### PROBLEM STATEMENT
How many lines in the records below hold the string "white"? Please answer with the number and nothing more.

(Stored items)
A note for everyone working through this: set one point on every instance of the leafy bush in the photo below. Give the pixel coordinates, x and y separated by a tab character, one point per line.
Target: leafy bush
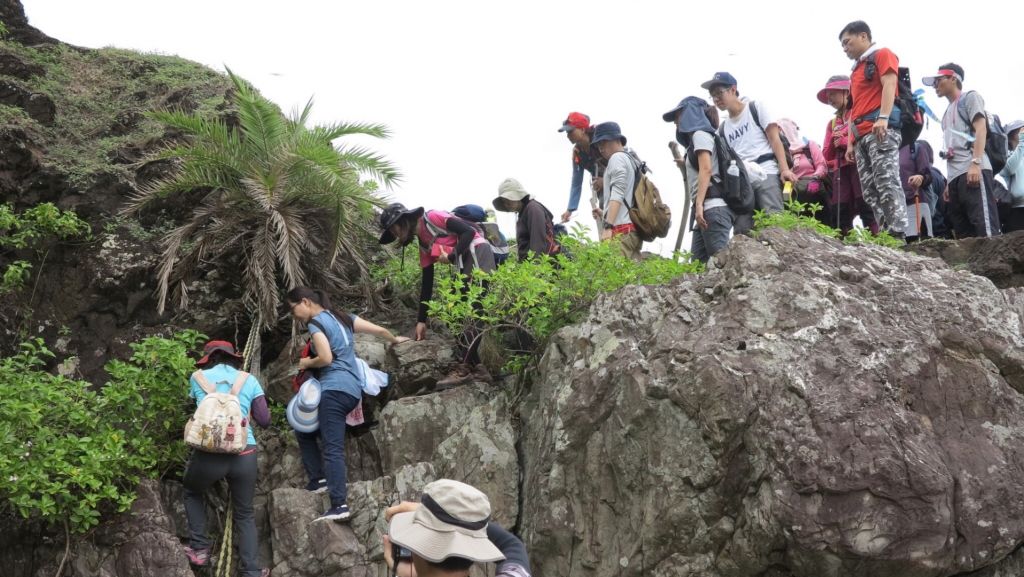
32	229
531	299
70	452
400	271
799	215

==

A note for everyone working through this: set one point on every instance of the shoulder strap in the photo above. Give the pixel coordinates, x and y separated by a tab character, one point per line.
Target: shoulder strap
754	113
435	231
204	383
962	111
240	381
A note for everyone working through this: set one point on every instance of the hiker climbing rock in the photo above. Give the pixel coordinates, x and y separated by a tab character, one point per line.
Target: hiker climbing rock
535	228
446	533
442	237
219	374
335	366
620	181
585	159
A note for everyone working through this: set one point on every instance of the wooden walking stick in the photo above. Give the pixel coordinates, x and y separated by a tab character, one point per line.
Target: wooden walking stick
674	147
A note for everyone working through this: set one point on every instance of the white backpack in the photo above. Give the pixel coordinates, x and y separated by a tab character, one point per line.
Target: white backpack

---

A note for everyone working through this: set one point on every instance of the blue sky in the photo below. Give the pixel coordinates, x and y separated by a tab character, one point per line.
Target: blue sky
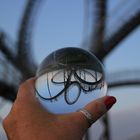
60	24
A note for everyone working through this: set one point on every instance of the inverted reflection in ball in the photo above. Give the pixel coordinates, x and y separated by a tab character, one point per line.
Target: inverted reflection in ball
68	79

### OUTPUT BELOW
2